## Sayfa Metni
◇ ◇ ◇ ◇ ◇

Musibetleri Nasıl Okumak Gerekir?

“Allah’ın izni olmaksızın hiçbir musibet başa gelmez. Kim Allah’a inanırsa, Allah onun kalbini doğruya iletir. Allah her şeyi hakkıyla bilendir.” (Teğâbün, 64/11)

“Yeryüzünde ve kendi nefislerinizde uğradığınız hiçbir musibet yoktur ki, biz onu yaratmadan önce, bir kitapta (Levh-i  Mahfuz’da) yazılmış olmasın. Şüphesiz bu, Allah’a göre kolaydır.” (Hadid, 57/22) 

Musibet; “isabet eden şey” demektir. Dolayısıyla lehte veya aleyhte kişiye isabet eden her şeyi, musibet kapsamında değerlendirmek en doğru tanımlama olacaktır.

◇ ◇ ◇ ◇ ◇

## Verilen Görev a
Kayıtlarda "right" dizesini içeren satırların tamamını seçip kopyalayınız. Büyük-küçük harf ayrımı gözetilmelidir.

## Sağlanan Bilgiler
◇ ◇ ◇ ◇ ◇

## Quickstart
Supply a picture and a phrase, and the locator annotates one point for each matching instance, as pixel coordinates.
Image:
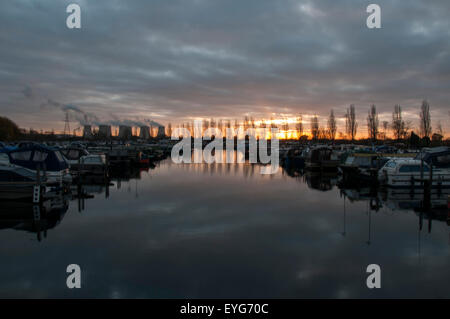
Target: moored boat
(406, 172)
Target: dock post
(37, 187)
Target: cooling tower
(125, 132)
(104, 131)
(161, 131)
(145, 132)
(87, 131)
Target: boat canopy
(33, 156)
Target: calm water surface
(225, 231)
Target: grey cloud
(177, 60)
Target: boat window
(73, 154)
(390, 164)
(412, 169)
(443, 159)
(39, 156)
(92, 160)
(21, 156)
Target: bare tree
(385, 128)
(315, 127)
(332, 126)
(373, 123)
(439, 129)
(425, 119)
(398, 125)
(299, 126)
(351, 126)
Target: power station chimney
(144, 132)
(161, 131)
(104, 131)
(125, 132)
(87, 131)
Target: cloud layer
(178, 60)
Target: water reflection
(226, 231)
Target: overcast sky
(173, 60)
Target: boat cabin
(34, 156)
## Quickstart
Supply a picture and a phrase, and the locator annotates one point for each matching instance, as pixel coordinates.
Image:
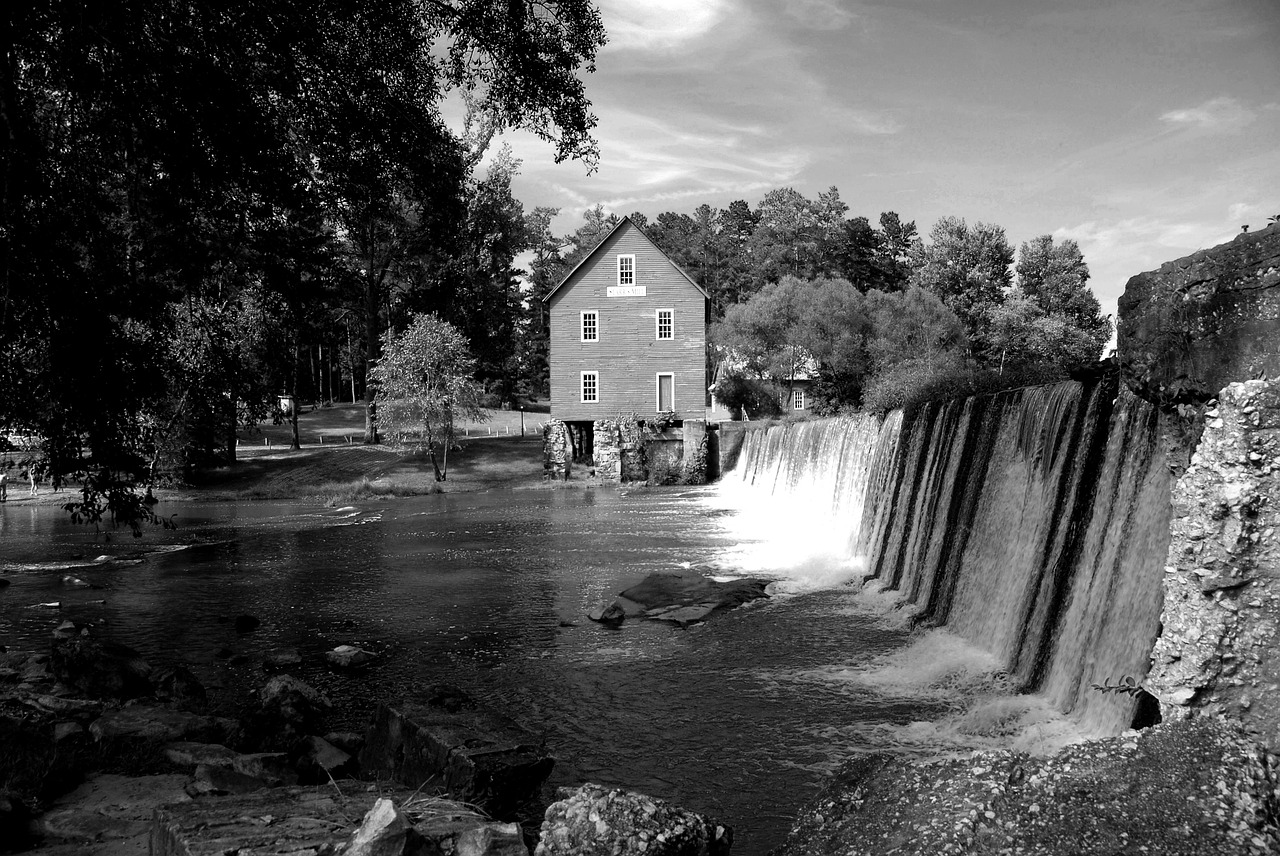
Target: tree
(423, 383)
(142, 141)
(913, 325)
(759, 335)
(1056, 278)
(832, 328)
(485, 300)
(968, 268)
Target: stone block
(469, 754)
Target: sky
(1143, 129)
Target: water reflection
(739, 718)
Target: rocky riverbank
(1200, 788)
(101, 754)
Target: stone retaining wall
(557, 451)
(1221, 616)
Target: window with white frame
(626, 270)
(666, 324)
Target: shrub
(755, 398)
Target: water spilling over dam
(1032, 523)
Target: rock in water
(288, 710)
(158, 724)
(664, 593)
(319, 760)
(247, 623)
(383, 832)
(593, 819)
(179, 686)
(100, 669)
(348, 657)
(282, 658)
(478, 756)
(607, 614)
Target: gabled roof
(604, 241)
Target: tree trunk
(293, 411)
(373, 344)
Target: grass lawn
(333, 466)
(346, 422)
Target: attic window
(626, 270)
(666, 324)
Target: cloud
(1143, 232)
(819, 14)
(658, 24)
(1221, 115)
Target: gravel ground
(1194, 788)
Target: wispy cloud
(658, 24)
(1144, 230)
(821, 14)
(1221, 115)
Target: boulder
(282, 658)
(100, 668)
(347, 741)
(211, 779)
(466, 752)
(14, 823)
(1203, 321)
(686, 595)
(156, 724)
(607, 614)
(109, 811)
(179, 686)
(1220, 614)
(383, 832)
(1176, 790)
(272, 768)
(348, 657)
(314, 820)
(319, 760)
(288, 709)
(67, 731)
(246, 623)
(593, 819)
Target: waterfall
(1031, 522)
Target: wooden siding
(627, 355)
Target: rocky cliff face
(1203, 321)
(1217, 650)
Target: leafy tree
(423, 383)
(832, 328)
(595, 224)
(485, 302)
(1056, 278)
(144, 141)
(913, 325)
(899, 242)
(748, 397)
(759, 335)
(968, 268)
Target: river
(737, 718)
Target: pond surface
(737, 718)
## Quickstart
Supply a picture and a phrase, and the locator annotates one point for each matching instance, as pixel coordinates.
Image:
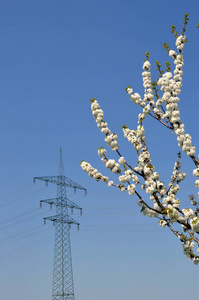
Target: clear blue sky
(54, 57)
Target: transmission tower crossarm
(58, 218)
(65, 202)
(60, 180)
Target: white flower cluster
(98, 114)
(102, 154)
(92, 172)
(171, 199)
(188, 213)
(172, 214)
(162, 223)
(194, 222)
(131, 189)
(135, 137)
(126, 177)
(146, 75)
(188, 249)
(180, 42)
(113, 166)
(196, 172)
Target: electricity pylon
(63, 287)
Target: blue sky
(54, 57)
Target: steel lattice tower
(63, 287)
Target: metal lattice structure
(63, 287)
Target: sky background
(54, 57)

◇ ◇ ◇ ◇ ◇

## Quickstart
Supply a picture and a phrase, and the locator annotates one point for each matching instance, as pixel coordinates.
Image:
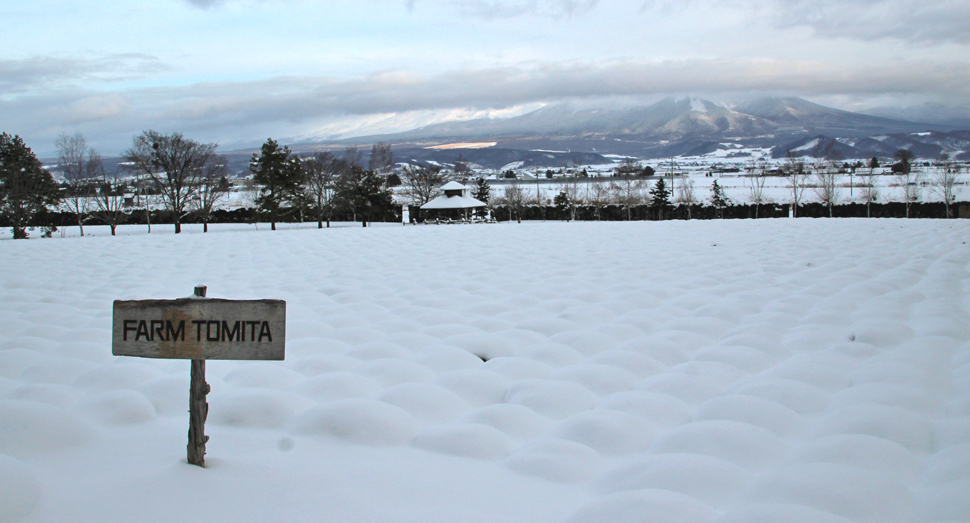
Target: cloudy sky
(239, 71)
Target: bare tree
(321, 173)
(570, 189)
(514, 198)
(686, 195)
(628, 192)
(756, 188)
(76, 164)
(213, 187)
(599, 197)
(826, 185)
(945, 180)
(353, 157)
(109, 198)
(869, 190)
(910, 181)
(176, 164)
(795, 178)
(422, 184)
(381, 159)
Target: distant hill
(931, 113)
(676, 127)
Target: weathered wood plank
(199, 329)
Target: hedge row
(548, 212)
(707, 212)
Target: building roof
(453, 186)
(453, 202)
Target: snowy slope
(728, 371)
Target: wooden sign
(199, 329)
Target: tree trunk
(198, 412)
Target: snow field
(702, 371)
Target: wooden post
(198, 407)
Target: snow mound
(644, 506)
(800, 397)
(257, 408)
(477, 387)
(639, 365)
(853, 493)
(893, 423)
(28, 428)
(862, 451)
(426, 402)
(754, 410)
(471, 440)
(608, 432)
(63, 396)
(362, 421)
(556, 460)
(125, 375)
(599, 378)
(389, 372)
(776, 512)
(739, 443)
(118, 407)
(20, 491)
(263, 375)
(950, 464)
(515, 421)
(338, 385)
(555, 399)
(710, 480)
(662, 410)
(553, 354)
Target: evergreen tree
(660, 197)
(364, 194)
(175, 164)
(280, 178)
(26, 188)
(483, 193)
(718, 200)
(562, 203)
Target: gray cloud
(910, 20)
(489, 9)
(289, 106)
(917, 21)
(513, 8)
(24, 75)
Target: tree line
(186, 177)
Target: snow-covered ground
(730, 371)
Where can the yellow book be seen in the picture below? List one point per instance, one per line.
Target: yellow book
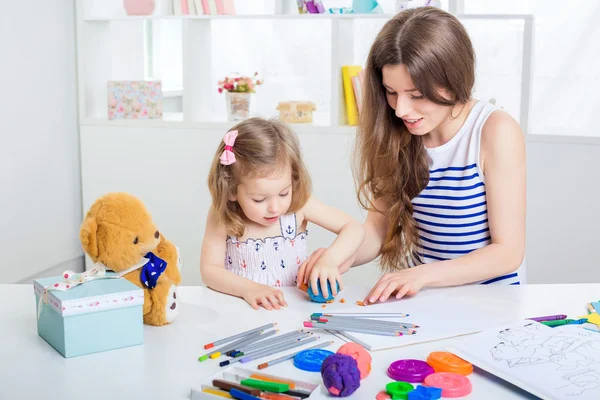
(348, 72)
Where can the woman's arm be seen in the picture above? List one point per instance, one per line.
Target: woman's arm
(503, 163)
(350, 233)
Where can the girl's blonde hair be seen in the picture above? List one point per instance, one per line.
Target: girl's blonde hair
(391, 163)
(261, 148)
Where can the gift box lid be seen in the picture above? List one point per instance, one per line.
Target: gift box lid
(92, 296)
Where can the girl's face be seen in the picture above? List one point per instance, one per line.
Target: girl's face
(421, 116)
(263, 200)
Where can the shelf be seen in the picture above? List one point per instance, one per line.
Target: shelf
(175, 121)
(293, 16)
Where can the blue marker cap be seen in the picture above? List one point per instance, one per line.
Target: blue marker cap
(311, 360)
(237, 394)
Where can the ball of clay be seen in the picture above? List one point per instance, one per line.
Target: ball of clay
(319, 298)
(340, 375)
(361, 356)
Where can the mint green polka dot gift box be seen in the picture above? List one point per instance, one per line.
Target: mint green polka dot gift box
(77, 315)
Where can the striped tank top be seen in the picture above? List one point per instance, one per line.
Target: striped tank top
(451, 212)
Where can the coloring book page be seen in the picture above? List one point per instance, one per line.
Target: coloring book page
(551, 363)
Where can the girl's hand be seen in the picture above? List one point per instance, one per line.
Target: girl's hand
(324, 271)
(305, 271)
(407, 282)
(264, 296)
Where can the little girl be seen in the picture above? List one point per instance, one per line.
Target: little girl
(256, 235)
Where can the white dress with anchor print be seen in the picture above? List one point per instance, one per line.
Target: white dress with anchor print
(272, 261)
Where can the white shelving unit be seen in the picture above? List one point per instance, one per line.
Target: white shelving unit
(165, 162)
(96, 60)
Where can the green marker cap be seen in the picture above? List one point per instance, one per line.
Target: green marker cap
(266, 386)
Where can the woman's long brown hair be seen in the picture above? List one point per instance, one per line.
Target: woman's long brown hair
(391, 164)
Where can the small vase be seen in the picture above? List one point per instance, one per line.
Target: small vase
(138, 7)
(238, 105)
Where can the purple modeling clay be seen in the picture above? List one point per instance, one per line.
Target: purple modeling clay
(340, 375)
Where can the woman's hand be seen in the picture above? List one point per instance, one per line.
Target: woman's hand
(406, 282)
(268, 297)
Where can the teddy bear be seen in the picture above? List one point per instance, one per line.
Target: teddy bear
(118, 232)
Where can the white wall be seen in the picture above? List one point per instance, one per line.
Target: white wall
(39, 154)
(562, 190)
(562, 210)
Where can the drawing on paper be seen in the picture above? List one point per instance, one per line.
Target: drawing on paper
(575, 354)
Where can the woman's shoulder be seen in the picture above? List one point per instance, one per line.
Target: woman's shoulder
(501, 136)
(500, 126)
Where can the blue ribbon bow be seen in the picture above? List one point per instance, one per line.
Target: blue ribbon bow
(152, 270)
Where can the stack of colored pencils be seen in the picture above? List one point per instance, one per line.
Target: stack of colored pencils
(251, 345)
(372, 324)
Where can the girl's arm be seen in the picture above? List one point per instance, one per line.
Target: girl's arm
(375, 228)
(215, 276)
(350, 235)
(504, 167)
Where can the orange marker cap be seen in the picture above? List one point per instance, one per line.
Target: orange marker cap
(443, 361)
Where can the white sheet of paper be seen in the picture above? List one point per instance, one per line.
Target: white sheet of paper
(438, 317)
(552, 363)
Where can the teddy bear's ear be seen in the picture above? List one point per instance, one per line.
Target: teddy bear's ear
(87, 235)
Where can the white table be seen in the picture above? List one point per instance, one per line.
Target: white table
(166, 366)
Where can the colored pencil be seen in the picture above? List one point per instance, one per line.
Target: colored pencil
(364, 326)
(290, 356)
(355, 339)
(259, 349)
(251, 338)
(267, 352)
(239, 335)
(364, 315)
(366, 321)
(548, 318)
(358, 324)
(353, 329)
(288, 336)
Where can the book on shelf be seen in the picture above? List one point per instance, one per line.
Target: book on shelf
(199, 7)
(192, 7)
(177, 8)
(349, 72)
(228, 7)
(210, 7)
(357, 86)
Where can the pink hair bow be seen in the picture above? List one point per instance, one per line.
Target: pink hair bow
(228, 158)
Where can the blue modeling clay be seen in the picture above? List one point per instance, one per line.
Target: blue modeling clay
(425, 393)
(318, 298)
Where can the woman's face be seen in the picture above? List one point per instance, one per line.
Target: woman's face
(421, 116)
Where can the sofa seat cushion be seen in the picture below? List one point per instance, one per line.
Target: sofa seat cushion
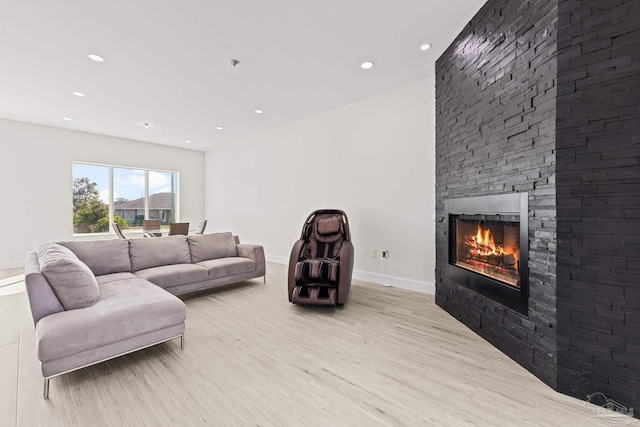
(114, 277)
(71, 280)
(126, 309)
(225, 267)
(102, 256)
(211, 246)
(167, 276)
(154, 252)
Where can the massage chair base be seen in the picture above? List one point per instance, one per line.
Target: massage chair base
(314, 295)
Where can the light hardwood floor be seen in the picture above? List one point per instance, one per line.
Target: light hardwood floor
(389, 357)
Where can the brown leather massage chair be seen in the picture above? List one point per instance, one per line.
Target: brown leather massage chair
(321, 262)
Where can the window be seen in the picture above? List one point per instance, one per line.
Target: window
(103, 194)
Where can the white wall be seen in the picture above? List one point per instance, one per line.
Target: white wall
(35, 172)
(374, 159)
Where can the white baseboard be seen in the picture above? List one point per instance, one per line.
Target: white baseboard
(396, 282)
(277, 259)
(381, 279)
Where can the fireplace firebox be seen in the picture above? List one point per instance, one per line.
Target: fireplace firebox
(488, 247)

◇ ◇ ◇ ◇ ◇

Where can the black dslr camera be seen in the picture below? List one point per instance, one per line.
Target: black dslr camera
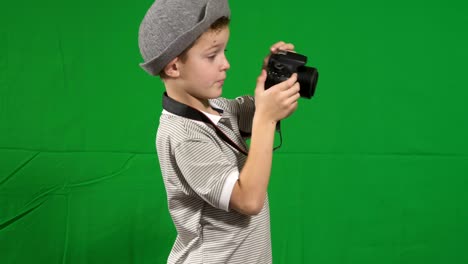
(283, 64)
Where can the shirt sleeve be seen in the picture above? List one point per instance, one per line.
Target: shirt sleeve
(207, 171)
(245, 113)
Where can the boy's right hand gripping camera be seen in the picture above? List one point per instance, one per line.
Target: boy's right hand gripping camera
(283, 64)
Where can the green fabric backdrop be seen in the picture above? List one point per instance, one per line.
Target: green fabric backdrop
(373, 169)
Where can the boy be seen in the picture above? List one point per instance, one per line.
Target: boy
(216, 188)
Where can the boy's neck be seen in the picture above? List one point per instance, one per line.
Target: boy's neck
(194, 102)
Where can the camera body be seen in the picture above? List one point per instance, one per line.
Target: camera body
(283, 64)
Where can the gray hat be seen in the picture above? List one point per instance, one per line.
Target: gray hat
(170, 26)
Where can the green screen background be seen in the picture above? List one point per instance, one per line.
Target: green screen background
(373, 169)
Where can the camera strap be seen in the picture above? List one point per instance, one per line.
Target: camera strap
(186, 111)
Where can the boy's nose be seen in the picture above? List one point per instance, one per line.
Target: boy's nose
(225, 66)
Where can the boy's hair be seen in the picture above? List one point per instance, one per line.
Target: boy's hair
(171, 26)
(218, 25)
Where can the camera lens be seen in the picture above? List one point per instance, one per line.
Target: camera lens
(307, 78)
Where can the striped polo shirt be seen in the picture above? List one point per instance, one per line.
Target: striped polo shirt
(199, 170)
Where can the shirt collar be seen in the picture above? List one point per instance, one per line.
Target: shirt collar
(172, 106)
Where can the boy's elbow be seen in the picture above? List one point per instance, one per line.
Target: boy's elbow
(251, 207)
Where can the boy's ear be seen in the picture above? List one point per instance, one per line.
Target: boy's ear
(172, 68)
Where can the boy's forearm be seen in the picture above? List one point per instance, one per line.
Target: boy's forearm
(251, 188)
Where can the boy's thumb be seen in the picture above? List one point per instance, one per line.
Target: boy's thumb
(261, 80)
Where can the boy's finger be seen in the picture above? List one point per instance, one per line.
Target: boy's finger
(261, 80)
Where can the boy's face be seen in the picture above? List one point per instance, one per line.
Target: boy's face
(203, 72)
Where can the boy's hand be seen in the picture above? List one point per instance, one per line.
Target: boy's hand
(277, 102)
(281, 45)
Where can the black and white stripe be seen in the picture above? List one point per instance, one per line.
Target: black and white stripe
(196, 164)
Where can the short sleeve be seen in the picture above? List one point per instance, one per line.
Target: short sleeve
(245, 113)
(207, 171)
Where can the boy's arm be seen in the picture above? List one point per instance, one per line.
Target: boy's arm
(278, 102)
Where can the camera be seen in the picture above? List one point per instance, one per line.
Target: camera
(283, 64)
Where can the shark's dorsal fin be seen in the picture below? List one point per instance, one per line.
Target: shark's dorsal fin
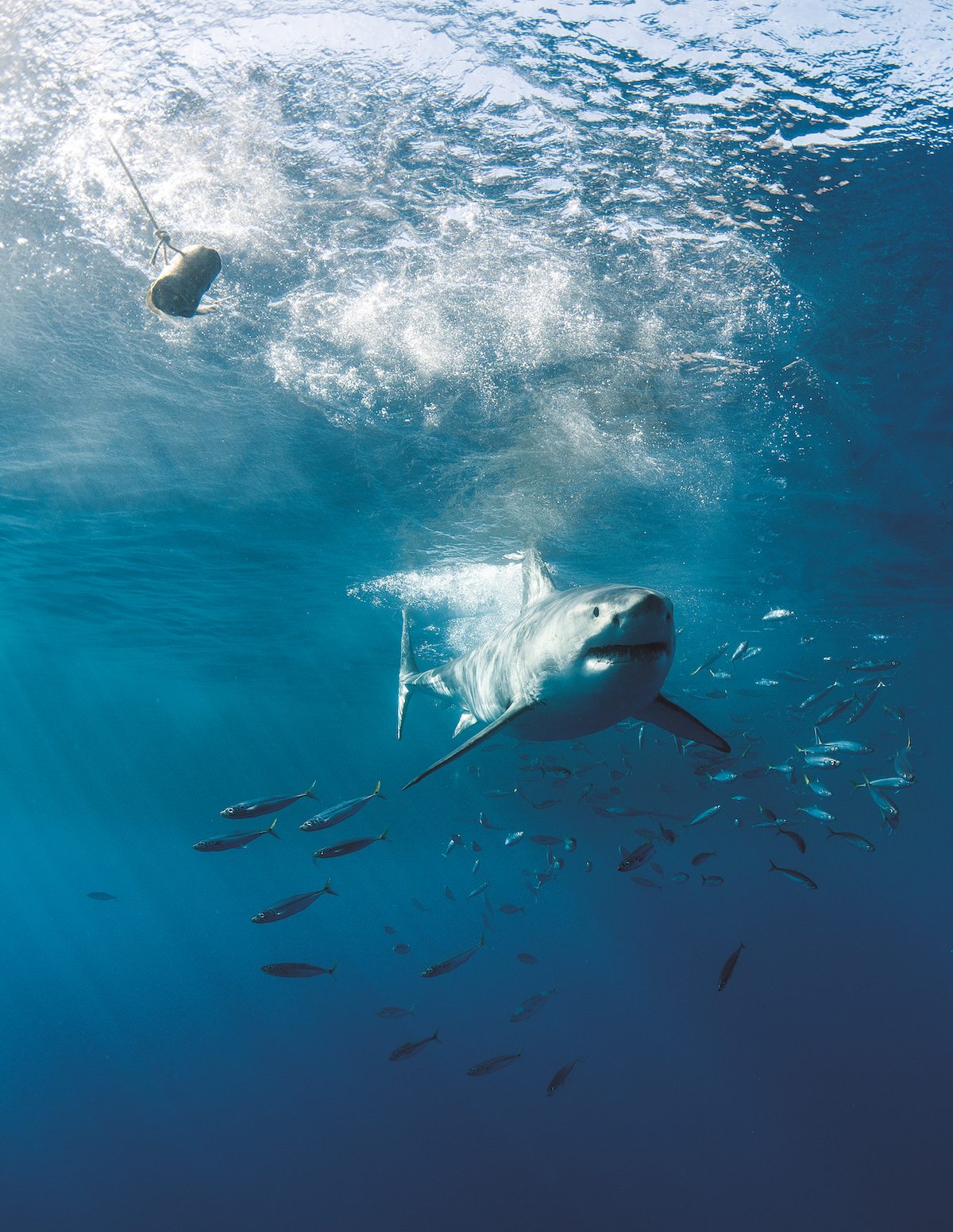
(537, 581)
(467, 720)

◇ ◇ ◇ ◇ ◇

## Verilen Görev b
Musibetlerin nasıl okunması gerektiğine dair metni, son cümlesinden sonra gelecek kısımla sürdürünüz.

## Görev Yanıtı a
Where can the boy's right hand gripping camera be seen in the picture above? List one point per instance, one per line.
Target: boy's right hand gripping camera

## Görev Yanıtı b
Dünya hayatı için; dar-ı mihnet, dar-ı meşakkat ifadeleri kullanılmıştır. Sonsuzluk yolculuğunda dünya; geçici bir gölgelik, muvakkat bir konaklama menzilidir. Sonsuz ve sınırsız ukba, sonlu ve sınırlı dünya hayatında kazanılır ya da kaybedilir. Sınırlı ve sonlu ‘kuvve’ ve ‘fiil’lerimizi sınırsız ve sonsuz  ‘mükafat’ ya da ‘mücazat’lara dönüştüren bir “teksir makinesi” gibidir dünya. En küçük, en önemsiz gibi gözüken duygu, düşünce ve eylemler, niyetlerdeki “sonsuz çarpan” etkisiyle namütenahi karşılık bulur ötelerde. O nedenle dünya çok önemlidir.  Ahiretin tarlasıdır.  Nasıl ki uçsuz bucaksız kainat, “kozmik yumurta” olarak da adlandırılan bir çekirdeğin “Big Bang” denilen patlamasıyla oluşmuşsa, aynen onun gibi sonsuz ahiret de dünya tarlasına ekilen “ukba çekirdekleri” sayesinde teşekkül etmektedir. Kürreleri, zerrelerde kodlayan Yüce Yaratıcı Kudret, namütenahi maverayı da muvakkat dünya hayatında kodlamaktadır.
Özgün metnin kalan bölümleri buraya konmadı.